TESTO DA LEGGERE
^^^^
Secondo la ricorrente, alla luce degli artt. 28, 32 e 35 c.n., artt. 822, 823 e 829 c.c., interpretati ed applicati in coerenza coi principi costituzionali di cui agli artt. 2,9 e 42 Cost., direttamente operanti, deve affermarsi che fanno parte del demanio pubblico e, comunque, sono "comuni", nel senso e nel significato espressi dalle Sezioni Unite della Cassazione nella sentenza n 3665/2011, solo quei beni che, formalmente iscritti o, anche, non formalmente iscritti, nella proprietà statale o di altri Enti, siano per natura e conformazione ascrivibili ai beni demaniali e, al contempo, siano funzionali al perseguimento di pubblici interessi per la collettività e finalizzati con atti concreti dell'Amministrazione competente a perseguire tali interessi pubblici. Rispetto a questi beni l'Amministrazione ha un dovere di governance, cioè, di assunzione ed espletamento di attività concrete e di cura, valorizzazione e adibizione all'uso pubblico, mediante prelevamento dalle pubbliche risorse.
^^^^
DATI FORNITI
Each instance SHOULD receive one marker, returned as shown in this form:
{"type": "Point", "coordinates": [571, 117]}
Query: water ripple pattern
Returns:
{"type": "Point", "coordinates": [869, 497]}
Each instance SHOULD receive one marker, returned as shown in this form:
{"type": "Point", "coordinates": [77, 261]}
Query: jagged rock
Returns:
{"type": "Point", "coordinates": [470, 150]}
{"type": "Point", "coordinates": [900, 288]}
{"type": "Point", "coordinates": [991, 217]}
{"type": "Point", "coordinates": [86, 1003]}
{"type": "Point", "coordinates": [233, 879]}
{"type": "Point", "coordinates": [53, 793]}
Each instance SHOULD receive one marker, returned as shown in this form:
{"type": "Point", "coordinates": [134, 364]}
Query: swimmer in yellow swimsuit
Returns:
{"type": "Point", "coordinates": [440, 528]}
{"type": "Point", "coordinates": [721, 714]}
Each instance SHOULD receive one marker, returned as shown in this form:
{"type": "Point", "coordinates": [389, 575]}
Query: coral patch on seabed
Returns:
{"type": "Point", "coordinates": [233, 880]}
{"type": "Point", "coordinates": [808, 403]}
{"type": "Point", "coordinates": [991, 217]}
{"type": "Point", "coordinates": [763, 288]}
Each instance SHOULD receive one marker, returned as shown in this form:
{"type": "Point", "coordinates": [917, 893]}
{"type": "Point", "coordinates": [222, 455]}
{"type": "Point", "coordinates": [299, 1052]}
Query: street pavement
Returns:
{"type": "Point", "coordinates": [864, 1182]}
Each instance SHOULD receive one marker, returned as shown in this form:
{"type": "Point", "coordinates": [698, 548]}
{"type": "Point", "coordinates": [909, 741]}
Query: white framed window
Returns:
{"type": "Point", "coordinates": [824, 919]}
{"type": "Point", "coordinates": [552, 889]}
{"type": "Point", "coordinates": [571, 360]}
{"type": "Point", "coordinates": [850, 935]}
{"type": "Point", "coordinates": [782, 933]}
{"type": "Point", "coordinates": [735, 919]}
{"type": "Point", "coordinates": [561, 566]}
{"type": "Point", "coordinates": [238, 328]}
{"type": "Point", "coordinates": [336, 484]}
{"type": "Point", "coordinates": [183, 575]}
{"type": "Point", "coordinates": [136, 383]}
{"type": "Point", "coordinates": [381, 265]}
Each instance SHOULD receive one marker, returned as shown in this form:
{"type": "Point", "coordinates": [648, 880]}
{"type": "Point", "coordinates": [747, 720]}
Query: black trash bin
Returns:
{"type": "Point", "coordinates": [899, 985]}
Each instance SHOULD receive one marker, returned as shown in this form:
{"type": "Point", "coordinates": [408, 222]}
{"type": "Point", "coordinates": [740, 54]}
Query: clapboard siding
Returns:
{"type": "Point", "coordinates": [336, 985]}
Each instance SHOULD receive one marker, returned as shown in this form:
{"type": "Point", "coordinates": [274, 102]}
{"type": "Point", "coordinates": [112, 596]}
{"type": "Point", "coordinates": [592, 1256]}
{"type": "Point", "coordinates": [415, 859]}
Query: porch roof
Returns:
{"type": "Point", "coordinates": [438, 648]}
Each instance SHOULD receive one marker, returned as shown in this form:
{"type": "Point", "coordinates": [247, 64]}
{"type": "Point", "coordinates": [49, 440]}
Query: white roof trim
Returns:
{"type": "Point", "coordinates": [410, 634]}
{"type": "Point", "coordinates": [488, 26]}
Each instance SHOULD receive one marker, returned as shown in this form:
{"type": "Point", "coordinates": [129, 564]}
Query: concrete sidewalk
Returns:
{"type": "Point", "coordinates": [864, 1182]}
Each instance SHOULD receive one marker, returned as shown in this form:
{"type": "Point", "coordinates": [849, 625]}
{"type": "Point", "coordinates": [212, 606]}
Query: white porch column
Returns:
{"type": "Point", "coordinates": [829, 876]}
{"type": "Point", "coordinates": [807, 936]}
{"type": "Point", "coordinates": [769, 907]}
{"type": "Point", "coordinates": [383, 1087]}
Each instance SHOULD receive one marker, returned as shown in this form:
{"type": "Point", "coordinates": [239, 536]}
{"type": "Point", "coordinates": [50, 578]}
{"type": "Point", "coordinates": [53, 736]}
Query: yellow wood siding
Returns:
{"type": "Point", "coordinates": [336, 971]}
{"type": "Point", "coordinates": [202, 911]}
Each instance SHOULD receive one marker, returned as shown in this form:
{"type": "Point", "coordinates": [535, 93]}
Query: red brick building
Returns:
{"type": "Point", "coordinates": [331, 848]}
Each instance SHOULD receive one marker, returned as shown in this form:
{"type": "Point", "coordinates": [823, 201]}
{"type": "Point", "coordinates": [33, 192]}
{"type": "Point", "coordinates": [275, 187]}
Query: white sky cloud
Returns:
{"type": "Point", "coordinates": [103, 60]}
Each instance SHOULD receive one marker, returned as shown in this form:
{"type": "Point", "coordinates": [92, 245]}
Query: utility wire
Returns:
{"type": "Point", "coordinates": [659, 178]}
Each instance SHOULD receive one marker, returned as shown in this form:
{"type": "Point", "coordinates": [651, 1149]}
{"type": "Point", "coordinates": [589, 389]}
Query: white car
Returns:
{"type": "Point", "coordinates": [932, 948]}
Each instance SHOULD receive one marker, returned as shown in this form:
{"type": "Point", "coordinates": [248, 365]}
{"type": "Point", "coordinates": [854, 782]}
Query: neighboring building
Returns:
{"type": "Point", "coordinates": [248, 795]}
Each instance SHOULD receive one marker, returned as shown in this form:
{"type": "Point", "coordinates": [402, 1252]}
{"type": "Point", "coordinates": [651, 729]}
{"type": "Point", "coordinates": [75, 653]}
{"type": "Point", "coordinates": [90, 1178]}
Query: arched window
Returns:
^^^^
COMPITO ASSEGNATO A
Indica se le affermazioni (i), (ii) e (iii) concordano con il testo sul demanio pubblico. Per ciascuna rispondi sì o no e cita tra virgolette le parole del testo che lo stabiliscono. (i) Secondo la ricorrente, rispetto a questi beni l'Amministrazione ha un dovere di governance. (ii) Secondo la ricorrente, sono "comuni" soltanto i beni formalmente iscritti nella proprietà statale. (iii) La sentenza delle Sezioni Unite richiamata porta il numero 3665/2011.
COMPITO ASSEGNATO B
Traduci in inglese questa frase del testo sul demanio pubblico: «Rispetto a questi beni l'Amministrazione ha un dovere di governance, cioè, di assunzione ed espletamento di attività concrete e di cura, valorizzazione e adibizione all'uso pubblico, mediante prelevamento dalle pubbliche risorse.»
COMPITO ASSEGNATO C
Prosegui il testo sul demanio pubblico con un paragrafo che parta dopo la sua ultima frase.

RISPOSTA AL COMPITO A
(i) Sì: «Rispetto a questi beni l'Amministrazione ha un dovere di governance».
(ii) No: «formalmente iscritti o, anche, non formalmente iscritti, nella proprietà statale o di altri Enti».
(iii) Sì: «dalle Sezioni Unite della Cassazione nella sentenza n 3665/2011».

RISPOSTA AL COMPITO B
With respect to these assets, the Administration has a duty of governance, that is, of undertaking and carrying out concrete activities and of caring for, enhancing and allocating them to public use, by drawing on public resources.

RISPOSTA AL COMPITO C
Nel caso in cui, anche, in presenza dell'elemento naturalistico (che nella fattispecie, peraltro, non esiste per accertamento del C.T.U.), manchino la funzionalizzazione e la finalizzazione ai pubblici interessi della collettività e manchi l'attività di governo da parte della P.A., il bene non può essere considerato pubblico o "comune".
c) 3. - Con il terzo motivo, la ricorrente lamenta la violazione o falsa applicazione di norme di diritto (art. 360 c.p.c., comma 1, n. 3) - Violazione dei principi in materia di giurisdizione generale di accertamento del Giudice civile. Violazione o falsa applicazione dell'art. 2909 c.c. e degli artt. 100 e 37 c.p.c.. Secondo la ricorrente, la Corte distrettuale nel ritenere che il Giudice civile non poteva pronunciarsi sulla domanda in ordine alla insussistenza dei presupposti fattuali richiesti dalla legge, affinchè il sedime in contestazione fosse incluso nel demanio marittimo, non avrebbe tenuto conto che la domanda era una domanda di mero accertamento demandata all'autorità giudiziaria.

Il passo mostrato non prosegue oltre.